■ **Task objective**:
Present the following lines as a numbered list, omitting any blank lines.
/---
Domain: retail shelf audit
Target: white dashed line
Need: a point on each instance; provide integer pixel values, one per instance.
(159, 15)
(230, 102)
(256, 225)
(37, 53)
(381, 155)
\---
■ **Full response**:
1. Domain: retail shelf audit
2. Target: white dashed line
3. Need: a point on each instance; provide integer pixel values, one per instance.
4. (159, 15)
5. (230, 102)
6. (256, 225)
7. (37, 53)
8. (381, 155)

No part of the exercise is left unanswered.